• The problem: In the records, take the lines starting with the one containing "shadow on track" and going on through the one containing "x=314 y=267", and write them out again with "front wheel" swapped for "rear wheel". Keep everything else unchanged and give only those lines.

## START Dataset entries

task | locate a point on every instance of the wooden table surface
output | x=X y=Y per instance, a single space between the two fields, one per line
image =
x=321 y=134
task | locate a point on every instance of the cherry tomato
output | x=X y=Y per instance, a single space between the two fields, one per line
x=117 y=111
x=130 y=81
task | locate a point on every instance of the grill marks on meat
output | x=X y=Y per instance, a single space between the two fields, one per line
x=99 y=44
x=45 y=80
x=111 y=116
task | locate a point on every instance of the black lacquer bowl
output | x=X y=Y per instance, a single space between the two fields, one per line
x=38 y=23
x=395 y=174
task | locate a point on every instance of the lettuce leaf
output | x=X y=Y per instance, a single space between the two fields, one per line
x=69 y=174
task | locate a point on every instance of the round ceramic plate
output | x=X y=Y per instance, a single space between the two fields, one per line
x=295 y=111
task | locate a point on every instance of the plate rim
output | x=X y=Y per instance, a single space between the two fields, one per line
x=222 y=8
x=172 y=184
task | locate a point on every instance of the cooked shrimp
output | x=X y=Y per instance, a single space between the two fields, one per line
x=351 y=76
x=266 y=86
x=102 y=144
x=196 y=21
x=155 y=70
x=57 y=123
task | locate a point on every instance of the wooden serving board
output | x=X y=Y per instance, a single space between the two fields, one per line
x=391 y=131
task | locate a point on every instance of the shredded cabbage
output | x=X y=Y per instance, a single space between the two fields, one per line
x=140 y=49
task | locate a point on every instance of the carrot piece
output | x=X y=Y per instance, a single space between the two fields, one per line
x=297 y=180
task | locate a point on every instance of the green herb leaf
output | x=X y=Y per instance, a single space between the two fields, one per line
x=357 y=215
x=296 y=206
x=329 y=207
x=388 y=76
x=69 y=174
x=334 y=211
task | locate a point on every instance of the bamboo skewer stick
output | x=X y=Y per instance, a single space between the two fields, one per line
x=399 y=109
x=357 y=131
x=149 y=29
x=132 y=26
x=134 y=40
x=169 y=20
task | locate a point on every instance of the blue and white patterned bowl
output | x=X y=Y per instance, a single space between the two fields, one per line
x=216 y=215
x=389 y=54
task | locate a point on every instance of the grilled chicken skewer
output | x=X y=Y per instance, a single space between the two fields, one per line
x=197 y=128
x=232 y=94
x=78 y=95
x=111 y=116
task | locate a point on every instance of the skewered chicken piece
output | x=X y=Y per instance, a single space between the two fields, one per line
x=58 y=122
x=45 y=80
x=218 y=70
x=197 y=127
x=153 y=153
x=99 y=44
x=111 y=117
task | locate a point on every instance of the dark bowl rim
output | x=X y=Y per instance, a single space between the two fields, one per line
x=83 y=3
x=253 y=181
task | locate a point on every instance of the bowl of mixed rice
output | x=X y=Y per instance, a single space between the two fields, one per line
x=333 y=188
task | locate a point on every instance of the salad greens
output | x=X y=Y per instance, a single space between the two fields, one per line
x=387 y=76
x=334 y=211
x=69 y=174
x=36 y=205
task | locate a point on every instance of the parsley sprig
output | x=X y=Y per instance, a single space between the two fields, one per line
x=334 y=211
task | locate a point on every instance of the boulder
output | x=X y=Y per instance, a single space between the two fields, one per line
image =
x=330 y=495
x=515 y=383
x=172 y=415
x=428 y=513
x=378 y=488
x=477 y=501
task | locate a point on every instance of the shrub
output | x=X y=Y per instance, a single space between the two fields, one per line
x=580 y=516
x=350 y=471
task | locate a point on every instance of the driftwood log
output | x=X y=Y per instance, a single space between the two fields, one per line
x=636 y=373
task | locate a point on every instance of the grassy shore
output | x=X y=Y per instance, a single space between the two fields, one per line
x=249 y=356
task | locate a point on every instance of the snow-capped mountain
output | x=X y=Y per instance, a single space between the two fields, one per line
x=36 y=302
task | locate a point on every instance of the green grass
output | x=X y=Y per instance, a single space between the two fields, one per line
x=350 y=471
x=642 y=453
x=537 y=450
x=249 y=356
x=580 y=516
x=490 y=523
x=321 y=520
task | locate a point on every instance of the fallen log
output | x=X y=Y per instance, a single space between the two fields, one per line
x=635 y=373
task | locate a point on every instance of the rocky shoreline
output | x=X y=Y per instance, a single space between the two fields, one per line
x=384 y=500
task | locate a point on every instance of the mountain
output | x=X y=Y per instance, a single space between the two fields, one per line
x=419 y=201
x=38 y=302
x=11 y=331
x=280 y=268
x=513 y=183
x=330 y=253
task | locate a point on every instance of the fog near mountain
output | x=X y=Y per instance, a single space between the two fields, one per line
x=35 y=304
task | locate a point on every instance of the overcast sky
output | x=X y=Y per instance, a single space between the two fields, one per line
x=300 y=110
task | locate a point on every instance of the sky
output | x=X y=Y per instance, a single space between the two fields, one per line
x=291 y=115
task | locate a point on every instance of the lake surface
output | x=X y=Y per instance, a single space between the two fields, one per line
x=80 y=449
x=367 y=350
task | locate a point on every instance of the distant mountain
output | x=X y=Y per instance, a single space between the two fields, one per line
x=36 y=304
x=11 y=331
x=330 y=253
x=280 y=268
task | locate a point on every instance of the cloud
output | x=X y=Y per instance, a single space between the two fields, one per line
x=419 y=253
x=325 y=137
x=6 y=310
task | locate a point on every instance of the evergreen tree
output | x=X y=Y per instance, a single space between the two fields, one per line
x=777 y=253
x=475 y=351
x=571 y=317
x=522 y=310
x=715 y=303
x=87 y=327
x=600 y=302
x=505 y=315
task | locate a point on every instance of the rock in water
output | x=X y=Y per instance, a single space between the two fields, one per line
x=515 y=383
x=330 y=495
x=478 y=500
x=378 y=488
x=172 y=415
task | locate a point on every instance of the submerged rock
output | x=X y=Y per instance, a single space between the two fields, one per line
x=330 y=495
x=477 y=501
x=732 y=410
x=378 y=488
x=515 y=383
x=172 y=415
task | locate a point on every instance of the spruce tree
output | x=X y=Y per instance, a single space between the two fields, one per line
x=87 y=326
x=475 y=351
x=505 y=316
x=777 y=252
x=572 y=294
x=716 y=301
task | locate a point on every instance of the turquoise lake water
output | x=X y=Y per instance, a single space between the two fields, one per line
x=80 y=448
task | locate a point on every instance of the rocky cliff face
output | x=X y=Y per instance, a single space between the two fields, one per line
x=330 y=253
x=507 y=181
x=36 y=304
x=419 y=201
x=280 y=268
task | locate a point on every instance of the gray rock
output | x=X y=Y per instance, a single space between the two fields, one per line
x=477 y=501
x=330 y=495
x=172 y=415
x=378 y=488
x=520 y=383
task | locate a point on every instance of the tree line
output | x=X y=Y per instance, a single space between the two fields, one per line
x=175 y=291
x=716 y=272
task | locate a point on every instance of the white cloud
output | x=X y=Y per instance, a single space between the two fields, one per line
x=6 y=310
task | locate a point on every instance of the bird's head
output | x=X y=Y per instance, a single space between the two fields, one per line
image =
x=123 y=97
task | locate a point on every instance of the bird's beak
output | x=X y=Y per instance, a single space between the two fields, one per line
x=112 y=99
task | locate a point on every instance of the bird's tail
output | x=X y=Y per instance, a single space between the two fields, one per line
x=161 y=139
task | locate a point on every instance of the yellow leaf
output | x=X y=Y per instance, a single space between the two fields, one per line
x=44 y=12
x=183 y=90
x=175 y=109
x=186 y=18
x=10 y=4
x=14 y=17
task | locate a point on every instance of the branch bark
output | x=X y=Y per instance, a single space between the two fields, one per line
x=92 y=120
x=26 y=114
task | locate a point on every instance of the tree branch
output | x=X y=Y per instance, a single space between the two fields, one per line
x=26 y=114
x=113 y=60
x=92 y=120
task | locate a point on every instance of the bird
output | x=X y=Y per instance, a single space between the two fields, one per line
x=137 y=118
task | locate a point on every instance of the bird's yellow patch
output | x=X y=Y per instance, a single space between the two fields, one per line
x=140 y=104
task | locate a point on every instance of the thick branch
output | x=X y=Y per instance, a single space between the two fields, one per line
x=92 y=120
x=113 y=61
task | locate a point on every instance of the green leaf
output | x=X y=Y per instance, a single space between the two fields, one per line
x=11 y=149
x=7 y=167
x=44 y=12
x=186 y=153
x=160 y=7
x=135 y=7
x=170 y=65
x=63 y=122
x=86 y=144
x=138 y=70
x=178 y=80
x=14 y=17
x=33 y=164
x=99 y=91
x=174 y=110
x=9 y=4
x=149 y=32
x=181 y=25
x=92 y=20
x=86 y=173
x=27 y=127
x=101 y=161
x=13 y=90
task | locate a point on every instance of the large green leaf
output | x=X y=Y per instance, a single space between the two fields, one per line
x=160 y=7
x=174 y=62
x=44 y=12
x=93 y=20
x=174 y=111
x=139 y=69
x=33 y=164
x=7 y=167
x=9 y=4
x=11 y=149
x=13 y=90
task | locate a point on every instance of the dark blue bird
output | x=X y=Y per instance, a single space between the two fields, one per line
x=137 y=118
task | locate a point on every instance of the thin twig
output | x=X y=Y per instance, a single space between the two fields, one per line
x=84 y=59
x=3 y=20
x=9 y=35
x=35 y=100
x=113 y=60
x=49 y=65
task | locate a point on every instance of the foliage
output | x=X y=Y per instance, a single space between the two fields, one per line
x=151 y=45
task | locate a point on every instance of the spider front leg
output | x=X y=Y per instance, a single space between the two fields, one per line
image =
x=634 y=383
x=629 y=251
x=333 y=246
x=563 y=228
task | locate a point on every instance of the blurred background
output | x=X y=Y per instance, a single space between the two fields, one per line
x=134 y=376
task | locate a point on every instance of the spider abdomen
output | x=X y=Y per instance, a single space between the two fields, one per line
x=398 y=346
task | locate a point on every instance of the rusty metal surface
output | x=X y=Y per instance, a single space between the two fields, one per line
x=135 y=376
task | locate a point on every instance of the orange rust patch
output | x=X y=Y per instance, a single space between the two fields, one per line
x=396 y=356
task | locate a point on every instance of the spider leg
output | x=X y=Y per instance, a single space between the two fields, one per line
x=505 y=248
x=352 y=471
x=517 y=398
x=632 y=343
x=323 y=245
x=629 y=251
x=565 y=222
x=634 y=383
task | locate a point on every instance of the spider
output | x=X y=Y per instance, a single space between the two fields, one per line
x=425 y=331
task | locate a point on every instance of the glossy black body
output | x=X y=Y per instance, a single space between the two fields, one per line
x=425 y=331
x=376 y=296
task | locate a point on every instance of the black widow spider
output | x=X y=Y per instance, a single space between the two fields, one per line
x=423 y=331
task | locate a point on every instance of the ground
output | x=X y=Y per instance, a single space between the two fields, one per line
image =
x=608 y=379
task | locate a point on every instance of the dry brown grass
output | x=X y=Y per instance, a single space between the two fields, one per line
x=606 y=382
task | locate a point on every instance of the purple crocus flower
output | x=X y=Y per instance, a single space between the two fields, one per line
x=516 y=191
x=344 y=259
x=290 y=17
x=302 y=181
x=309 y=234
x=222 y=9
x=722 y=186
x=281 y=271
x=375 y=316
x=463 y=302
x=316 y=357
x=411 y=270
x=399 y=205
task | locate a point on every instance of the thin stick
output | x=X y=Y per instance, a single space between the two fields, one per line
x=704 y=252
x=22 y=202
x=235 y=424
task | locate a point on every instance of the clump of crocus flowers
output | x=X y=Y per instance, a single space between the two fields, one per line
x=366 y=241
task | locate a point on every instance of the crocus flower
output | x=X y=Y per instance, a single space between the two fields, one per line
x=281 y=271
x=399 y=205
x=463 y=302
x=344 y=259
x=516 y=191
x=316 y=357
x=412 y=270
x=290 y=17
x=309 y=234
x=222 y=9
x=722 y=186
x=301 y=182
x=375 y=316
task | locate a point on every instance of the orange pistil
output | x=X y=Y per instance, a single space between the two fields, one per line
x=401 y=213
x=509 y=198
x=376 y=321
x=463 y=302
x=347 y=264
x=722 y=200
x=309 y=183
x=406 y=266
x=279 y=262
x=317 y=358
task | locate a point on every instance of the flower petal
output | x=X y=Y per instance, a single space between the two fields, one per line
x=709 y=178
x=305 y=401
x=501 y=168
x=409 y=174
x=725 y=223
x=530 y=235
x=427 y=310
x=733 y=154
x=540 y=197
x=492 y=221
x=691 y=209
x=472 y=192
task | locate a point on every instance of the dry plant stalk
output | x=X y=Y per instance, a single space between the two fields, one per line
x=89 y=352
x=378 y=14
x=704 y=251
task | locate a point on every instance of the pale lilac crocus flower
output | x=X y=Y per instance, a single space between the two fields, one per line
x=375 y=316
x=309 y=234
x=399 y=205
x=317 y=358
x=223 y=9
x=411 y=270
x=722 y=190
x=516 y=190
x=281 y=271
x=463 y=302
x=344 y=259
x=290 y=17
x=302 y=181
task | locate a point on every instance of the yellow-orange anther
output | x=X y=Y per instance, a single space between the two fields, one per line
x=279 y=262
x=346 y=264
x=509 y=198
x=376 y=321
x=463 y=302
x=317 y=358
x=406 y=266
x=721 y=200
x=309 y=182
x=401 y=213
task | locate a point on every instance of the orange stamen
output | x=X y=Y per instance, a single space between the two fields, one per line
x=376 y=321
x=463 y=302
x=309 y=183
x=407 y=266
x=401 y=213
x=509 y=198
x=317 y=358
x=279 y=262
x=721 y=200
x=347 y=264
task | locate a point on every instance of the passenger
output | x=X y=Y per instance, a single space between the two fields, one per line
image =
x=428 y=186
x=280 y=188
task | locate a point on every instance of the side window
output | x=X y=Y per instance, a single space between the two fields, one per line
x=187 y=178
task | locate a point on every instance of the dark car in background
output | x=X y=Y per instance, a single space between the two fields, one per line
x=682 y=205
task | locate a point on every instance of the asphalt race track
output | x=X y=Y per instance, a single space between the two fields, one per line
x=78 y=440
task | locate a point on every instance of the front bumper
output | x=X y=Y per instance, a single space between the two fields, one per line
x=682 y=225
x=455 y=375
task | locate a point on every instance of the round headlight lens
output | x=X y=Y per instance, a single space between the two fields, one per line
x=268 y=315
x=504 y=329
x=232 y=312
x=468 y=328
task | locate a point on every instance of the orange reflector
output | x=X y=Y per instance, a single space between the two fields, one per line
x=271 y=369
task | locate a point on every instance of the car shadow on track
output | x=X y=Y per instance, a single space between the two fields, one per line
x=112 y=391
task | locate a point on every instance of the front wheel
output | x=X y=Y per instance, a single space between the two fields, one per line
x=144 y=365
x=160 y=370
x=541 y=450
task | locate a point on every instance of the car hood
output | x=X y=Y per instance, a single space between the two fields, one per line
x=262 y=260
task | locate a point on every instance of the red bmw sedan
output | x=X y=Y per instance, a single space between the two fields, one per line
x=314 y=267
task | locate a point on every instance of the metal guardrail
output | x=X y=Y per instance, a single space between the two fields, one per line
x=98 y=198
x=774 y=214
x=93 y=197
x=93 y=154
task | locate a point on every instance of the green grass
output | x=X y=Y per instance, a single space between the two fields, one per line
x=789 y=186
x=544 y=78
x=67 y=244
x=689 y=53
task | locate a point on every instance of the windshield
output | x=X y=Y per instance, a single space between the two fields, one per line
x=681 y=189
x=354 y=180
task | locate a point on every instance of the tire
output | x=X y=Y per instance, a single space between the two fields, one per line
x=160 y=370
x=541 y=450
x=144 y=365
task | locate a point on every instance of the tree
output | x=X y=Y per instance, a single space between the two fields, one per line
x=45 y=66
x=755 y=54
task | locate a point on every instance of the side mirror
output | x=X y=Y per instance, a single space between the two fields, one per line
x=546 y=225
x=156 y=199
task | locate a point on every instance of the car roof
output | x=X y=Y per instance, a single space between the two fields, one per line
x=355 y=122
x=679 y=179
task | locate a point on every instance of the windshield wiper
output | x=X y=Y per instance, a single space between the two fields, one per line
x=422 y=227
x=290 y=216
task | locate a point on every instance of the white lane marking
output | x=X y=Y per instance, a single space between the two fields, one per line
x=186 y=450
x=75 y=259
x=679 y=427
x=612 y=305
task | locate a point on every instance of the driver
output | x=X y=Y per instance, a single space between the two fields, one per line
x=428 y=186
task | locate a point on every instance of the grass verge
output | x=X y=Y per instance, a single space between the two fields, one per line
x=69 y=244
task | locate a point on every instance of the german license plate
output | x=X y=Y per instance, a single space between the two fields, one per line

## END Dataset entries

• Task result:
task | locate a point on every instance of the car shadow on track
output | x=X y=Y per instance, a single space between the two fields, one per line
x=112 y=391
task | locate a point on every instance of the rear wheel
output | x=X y=Y per instance, a single space between the two fields, one per line
x=144 y=365
x=160 y=370
x=541 y=450
task | locate a point on every instance of the car hood
output | x=X y=Y per instance, a single space between the two fields, one per line
x=262 y=260
task | locate a point on every instance of the red bmw sedan
output | x=X y=Y per instance, a single space between the two fields, one per line
x=314 y=267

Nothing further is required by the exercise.